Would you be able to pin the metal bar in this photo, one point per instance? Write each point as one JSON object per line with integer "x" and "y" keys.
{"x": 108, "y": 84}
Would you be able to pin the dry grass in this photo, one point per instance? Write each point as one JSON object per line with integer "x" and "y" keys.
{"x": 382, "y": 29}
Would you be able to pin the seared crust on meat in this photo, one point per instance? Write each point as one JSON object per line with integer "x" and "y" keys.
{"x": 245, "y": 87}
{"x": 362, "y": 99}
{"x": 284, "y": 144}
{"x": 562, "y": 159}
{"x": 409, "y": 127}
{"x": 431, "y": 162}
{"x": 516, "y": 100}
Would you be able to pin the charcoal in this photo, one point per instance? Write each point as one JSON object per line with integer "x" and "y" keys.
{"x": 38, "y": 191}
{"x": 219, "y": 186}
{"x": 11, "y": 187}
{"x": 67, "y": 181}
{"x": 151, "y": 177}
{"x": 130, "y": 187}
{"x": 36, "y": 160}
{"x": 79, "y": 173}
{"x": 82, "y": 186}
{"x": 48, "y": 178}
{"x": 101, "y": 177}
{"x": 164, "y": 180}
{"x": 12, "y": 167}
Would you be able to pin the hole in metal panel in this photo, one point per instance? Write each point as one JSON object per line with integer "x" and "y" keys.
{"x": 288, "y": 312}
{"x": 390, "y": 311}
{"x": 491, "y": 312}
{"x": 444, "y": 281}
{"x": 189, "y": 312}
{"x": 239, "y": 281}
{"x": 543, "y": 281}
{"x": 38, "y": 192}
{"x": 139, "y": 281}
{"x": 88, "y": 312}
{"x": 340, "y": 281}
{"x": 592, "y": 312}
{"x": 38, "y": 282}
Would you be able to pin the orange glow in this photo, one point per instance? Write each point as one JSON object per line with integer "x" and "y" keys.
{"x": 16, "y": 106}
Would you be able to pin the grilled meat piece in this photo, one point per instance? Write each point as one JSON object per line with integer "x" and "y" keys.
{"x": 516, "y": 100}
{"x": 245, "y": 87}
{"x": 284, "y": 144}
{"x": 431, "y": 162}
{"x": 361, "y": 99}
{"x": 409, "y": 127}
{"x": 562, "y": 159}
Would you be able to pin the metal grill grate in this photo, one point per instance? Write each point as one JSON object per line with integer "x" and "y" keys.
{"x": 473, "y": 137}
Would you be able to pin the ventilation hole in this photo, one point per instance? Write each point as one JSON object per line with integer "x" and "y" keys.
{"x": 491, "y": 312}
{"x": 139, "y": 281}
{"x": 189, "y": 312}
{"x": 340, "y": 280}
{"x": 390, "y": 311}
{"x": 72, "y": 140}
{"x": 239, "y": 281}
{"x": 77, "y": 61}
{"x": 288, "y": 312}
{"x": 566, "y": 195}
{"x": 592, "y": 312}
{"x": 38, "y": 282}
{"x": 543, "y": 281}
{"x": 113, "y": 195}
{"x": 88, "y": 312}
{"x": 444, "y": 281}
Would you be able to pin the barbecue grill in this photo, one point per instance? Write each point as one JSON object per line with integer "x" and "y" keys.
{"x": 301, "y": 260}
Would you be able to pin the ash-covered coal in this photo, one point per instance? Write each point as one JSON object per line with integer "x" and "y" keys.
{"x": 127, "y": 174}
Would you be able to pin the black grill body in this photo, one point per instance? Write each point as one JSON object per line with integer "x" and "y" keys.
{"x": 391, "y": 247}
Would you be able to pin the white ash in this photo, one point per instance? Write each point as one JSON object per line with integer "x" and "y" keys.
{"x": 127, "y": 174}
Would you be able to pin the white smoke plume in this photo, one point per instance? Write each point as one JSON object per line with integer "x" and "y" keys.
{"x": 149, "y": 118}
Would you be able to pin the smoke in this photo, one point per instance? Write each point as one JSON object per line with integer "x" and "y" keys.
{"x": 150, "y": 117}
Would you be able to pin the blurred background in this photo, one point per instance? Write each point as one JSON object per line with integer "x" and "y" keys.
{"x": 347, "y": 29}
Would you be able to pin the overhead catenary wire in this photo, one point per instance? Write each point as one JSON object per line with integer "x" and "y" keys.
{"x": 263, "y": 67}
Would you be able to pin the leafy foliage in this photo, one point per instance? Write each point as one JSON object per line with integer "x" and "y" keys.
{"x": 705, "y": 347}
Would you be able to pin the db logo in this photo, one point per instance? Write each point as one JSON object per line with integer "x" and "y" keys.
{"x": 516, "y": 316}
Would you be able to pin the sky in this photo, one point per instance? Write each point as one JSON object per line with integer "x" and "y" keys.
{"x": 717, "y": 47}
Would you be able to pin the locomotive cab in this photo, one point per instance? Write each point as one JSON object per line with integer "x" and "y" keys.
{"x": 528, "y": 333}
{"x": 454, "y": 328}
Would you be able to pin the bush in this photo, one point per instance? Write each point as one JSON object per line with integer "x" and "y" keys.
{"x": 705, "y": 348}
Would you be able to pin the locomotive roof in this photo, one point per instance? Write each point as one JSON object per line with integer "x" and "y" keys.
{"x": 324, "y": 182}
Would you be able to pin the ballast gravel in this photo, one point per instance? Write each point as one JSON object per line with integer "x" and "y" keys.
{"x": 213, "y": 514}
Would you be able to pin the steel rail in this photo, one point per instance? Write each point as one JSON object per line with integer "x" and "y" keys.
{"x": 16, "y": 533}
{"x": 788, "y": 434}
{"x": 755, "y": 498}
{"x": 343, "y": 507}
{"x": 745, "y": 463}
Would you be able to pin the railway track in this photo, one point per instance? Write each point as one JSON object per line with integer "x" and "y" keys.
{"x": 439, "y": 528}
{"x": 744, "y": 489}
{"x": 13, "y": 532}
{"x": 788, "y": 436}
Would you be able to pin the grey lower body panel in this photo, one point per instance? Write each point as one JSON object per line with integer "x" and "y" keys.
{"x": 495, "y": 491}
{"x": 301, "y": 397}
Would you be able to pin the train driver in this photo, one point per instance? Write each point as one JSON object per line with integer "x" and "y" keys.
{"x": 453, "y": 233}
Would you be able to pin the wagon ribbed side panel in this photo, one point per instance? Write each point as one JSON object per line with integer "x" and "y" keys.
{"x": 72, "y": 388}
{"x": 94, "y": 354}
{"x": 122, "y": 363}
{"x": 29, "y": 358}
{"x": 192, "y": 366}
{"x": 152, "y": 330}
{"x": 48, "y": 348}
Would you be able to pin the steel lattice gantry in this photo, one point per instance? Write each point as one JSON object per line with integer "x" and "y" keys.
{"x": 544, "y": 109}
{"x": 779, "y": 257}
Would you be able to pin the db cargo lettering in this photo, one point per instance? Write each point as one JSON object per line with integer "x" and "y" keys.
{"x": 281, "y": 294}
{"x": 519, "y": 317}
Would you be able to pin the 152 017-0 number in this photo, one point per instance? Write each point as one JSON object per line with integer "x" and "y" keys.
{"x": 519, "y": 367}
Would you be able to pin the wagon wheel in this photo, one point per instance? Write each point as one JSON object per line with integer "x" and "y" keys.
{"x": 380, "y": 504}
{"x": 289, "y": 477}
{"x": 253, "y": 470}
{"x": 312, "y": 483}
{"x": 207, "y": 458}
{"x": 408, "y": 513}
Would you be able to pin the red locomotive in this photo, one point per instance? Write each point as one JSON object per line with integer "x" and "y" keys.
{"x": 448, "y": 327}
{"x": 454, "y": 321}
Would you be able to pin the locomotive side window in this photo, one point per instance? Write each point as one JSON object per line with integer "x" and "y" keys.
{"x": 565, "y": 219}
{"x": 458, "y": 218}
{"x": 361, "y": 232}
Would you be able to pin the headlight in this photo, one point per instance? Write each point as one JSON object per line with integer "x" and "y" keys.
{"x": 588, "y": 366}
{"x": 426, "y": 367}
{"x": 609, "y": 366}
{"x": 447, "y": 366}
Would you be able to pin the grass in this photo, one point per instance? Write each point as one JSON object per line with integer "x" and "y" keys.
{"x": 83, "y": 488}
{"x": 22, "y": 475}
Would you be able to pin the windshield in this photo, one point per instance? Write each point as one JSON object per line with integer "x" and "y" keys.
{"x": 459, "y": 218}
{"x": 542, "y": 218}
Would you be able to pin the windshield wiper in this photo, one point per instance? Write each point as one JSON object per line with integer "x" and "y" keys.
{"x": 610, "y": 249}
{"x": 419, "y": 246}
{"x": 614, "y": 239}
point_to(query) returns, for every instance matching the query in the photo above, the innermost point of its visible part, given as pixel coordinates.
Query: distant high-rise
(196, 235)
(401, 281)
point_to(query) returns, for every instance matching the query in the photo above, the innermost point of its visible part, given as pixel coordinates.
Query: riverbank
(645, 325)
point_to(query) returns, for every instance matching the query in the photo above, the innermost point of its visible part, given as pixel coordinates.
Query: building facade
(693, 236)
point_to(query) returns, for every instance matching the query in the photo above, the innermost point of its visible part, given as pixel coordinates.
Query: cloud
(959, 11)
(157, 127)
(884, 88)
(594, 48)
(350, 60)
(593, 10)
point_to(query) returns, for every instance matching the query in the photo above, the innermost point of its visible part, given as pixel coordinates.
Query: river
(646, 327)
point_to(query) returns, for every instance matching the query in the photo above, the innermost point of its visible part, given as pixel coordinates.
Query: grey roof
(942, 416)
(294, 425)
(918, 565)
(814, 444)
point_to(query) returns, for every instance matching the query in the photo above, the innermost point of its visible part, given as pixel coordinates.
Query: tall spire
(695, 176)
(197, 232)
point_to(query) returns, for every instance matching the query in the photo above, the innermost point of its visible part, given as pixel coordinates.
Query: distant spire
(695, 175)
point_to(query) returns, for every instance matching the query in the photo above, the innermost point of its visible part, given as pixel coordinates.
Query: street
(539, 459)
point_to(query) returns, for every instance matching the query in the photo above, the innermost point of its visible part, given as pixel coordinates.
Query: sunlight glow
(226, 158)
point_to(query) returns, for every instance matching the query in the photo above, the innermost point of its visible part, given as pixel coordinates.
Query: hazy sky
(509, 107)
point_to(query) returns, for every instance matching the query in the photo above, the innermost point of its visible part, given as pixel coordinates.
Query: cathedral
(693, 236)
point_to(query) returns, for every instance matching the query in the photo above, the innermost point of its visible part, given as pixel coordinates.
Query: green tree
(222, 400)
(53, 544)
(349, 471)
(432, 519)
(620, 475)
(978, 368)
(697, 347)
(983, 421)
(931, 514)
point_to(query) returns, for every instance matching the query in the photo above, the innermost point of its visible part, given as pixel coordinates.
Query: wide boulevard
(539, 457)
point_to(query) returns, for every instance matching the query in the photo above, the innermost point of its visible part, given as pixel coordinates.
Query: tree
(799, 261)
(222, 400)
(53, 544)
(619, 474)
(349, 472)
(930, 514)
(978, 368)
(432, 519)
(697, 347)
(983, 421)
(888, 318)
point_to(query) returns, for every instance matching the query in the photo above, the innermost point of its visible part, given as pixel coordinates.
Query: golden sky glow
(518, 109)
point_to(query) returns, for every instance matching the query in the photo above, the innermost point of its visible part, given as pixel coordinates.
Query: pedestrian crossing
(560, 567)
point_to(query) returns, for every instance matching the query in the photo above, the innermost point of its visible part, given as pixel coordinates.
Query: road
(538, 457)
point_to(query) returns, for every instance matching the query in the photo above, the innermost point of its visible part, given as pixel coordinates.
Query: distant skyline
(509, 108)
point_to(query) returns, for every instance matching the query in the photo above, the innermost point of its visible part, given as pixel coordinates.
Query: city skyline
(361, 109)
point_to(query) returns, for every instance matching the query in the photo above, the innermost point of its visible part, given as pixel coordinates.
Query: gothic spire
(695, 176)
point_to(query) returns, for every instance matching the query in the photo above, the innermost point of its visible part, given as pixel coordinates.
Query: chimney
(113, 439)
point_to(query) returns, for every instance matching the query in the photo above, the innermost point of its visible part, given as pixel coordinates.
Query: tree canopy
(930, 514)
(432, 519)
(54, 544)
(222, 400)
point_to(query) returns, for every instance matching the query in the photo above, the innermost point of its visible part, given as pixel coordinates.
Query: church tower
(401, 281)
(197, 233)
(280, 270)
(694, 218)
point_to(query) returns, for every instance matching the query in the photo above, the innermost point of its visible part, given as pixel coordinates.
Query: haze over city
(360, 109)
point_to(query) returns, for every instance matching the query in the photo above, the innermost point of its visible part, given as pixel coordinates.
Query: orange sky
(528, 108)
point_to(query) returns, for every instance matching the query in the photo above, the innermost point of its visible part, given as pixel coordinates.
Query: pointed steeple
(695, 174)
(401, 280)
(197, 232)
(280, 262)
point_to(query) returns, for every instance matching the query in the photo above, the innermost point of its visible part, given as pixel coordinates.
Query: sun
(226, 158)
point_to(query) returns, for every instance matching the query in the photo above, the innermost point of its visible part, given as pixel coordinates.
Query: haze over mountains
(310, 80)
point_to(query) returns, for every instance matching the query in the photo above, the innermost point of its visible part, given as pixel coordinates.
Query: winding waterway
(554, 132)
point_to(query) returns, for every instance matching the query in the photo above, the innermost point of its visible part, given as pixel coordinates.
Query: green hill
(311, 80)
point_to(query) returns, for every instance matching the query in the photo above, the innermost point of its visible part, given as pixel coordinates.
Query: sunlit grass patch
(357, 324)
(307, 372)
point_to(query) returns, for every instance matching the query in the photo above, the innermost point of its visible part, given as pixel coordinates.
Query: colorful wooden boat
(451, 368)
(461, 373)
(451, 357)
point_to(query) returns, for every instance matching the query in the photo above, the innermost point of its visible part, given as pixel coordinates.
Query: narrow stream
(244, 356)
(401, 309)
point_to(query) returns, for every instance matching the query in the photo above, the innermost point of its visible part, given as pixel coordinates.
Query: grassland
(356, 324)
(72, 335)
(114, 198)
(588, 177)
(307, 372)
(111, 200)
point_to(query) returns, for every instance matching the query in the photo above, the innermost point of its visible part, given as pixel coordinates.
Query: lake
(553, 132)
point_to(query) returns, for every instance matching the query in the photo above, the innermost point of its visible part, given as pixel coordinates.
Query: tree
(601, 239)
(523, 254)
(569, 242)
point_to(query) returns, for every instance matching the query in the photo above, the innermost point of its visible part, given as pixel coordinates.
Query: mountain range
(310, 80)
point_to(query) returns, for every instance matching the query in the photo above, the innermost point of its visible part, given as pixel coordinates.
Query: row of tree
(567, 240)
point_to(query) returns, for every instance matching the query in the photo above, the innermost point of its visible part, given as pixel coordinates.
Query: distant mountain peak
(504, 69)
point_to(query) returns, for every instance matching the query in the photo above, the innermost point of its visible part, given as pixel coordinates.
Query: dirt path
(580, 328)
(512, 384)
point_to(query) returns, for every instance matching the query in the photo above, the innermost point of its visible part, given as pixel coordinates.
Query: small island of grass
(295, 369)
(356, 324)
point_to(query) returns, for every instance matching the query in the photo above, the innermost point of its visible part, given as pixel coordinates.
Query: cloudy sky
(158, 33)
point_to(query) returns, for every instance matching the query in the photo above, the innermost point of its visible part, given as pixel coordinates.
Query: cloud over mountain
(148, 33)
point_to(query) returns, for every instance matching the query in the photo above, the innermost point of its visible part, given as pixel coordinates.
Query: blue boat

Task objective:
Please transcribe only the portion of the material that starts at the line containing "Query: lake" and runs through its last line, inclusive, exactly as given.

Answer space:
Query: lake
(553, 132)
point_to(query) returns, for every instance matching the query in the photo above, the innermost point of its visible part, given as pixel coordinates.
Query: tree
(601, 239)
(523, 254)
(569, 242)
point_to(query) returns, for every instance matching the query in the photo above, the innermost point of its visible part, given as pixel coordinates.
Query: mountain range
(310, 80)
point_to(query) returns, for every instance matching the query in the photo above, the innermost point of its visible part, given as pixel coordinates.
Query: row of tree
(567, 240)
point_to(query) returns, for every instance matching the query in the photo above, the innermost point of its visible part, given as pixel coordinates.
Query: distant mountain peak
(504, 69)
point_to(query) returns, for every instance matching the query in the photo above, the innermost point of its visible part, given as pixel coordinates.
Query: dirt path
(580, 328)
(512, 384)
point_to(query) returns, for every instance matching the query in the photo above, the innermost point of its visible part, given as pixel coordinates.
Query: small island of grass
(295, 369)
(356, 324)
point_to(query) returns, for every instance matching the query in the photo above, the innermost point of its visible part, given as pixel coordinates.
Query: cloudy sky
(158, 33)
point_to(query) returns, for every instance matching the query in the photo above, the innermost point of its visible part, given as pixel coordinates.
Query: cloud over mountain
(148, 33)
point_to(query) returns, for every instance matching the query in the photo above, the innermost point of its visible part, given as pixel coordinates.
Query: blue boat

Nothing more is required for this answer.